Bloco de texto —
+ + + + +
Dando como adquirida a minha competência em cooperação internacional, ao aproximar-se o primeiro fim de semana que passámos em Santiago, a Ana C. perguntou-me se conhecia algum cabeleireiro na cidade.
Que
não, respondi, que até já tinha cortado o cabelo em La Habana e em Tóquio, mas
nunca em Cabo Verde. Sugeri-lhe que se aconselhasse com as doutoras que trabalhavam
na Cooperação portuguesa, sempre tão incansáveis a dar resposta às nossas mais
diminutas necessidades logísticas. Ela assim fez e na sexta, à hora de jantar,
apareceu com um look todo envernizado, encheu-me de novidades e aproveitando,
cheia de malícia, a brecha que eu lhe proporcionara ao dizer que se o
cabeleireiro fosse bom talvez recorresse aos seus serviços, pois precisava de
cortar o meu remanescente cabelo:
“O
senhor tem de lá ir... O salão chama-se Beleza
Pura e o cabeleireiro Elvis...”
Previdente,
a Ana C. trouxera um cartão onde, para além de se esclarecer que o tal Elvis
tinha salões em Santiago e em S. Paulo, constavam os telefones. Marquei
apontamento para Sábado às três da tarde e, máquina fotográfica a tiracolo para
o que desse e viesse, parti à aventura, ciente de que um salão que escolhera
para nome uma canção do Caetano Veloso só podia ser recompensador.
Consegui
cortar o cabelo, mas nunca disparar a máquina fotográfica, pois, pelo menos, seis
pares de olhos femininos nunca mais me largaram desde que a minha silhueta se
recortou na porta de entrada, um deles propriedade de Nancy, a recepcionista
brasileira. Quanto a Elvis, também ele brasileiro, esse tratou-me invariavelmente
por “querido” sempre que me interpelou, fosse para indagar se a água estava suficientemente
morna ou para saber se desejava que me aparasse as sobrancelhas.
+ + + + +
Entradas de localização de objetos em imagens

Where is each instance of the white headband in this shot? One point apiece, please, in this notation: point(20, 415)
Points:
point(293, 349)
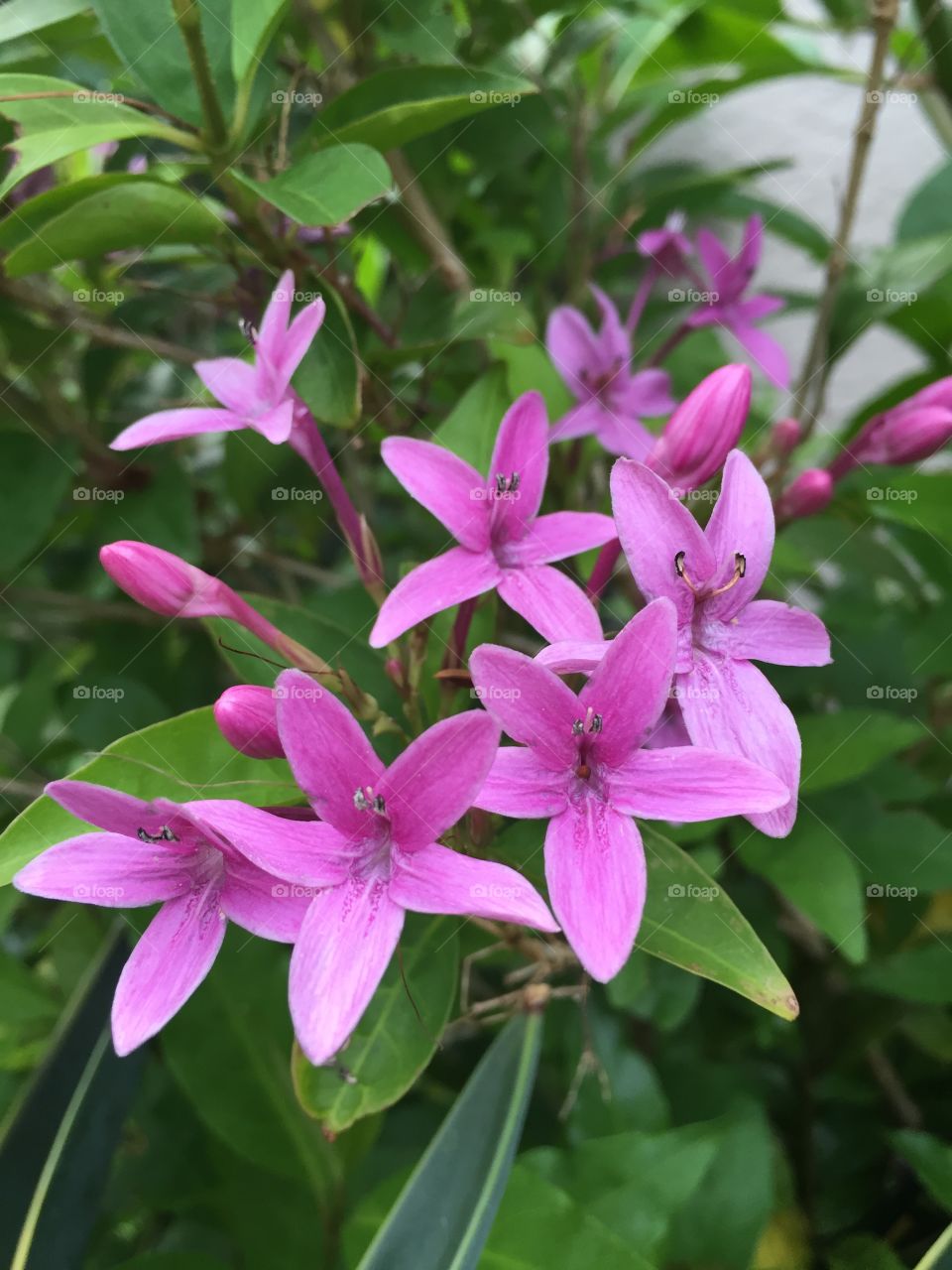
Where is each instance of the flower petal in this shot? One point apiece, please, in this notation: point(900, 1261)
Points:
point(521, 449)
point(172, 957)
point(690, 784)
point(742, 522)
point(654, 529)
point(345, 944)
point(445, 485)
point(597, 883)
point(551, 602)
point(438, 880)
point(731, 706)
point(767, 630)
point(438, 776)
point(327, 751)
point(107, 869)
point(429, 588)
point(176, 425)
point(531, 703)
point(521, 785)
point(560, 535)
point(631, 685)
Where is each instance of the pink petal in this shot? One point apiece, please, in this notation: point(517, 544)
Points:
point(232, 381)
point(654, 529)
point(742, 522)
point(176, 425)
point(731, 706)
point(107, 869)
point(173, 956)
point(438, 776)
point(521, 785)
point(445, 485)
point(345, 945)
point(689, 784)
point(327, 751)
point(438, 880)
point(531, 703)
point(551, 602)
point(767, 630)
point(521, 449)
point(630, 688)
point(448, 579)
point(597, 881)
point(307, 852)
point(560, 535)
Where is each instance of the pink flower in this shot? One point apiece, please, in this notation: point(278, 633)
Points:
point(503, 541)
point(375, 852)
point(597, 370)
point(579, 762)
point(160, 852)
point(729, 305)
point(252, 397)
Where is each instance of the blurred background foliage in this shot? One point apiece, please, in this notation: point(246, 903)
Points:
point(673, 1124)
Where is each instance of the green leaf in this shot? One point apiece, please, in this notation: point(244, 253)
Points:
point(58, 1144)
point(327, 377)
point(180, 758)
point(327, 187)
point(229, 1051)
point(33, 480)
point(393, 107)
point(397, 1035)
point(839, 747)
point(690, 922)
point(68, 119)
point(466, 1166)
point(141, 213)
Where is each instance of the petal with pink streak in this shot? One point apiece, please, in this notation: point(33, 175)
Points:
point(175, 426)
point(447, 486)
point(597, 883)
point(345, 944)
point(438, 776)
point(769, 630)
point(327, 751)
point(438, 880)
point(549, 602)
point(458, 574)
point(731, 706)
point(521, 785)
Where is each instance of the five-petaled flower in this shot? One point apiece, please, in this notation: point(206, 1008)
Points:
point(597, 370)
point(375, 852)
point(503, 541)
point(580, 761)
point(252, 397)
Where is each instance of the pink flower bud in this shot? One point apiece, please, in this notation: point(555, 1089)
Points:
point(785, 435)
point(810, 493)
point(166, 583)
point(248, 720)
point(703, 430)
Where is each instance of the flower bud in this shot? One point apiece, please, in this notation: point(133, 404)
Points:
point(248, 719)
point(703, 430)
point(166, 583)
point(810, 493)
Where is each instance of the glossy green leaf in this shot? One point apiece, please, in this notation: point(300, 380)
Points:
point(327, 187)
point(393, 107)
point(141, 213)
point(690, 922)
point(398, 1034)
point(67, 119)
point(465, 1169)
point(180, 758)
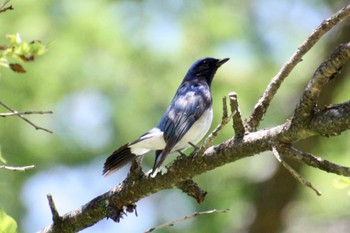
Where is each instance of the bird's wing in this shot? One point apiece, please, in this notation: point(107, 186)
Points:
point(188, 105)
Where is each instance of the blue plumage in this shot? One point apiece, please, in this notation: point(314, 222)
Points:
point(187, 119)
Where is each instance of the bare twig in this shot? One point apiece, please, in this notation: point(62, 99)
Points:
point(323, 74)
point(311, 160)
point(55, 216)
point(196, 214)
point(237, 121)
point(192, 189)
point(21, 169)
point(23, 118)
point(294, 173)
point(6, 114)
point(263, 103)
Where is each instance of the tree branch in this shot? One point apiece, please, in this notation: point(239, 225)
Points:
point(329, 121)
point(23, 118)
point(196, 214)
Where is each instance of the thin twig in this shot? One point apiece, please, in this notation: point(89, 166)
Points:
point(21, 169)
point(6, 114)
point(323, 74)
point(23, 118)
point(314, 161)
point(55, 216)
point(225, 119)
point(294, 173)
point(237, 122)
point(263, 103)
point(196, 214)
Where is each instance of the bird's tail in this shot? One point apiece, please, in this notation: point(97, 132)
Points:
point(119, 158)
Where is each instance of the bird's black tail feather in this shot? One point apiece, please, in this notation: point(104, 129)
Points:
point(119, 158)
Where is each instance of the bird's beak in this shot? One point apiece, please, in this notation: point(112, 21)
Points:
point(222, 61)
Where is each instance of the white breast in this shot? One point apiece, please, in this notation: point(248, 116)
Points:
point(198, 130)
point(154, 139)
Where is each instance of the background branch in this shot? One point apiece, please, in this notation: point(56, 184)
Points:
point(24, 118)
point(254, 142)
point(263, 103)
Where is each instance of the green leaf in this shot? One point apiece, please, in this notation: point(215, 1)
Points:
point(7, 223)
+ + + + +
Indique todos os nomes de lugares geográficos (cidades ou países) mencionados no texto sobre a ida ao cabeleireiro.

Resposta escrita — Santiago, La Habana, Tóquio, Cabo Verde, S. Paulo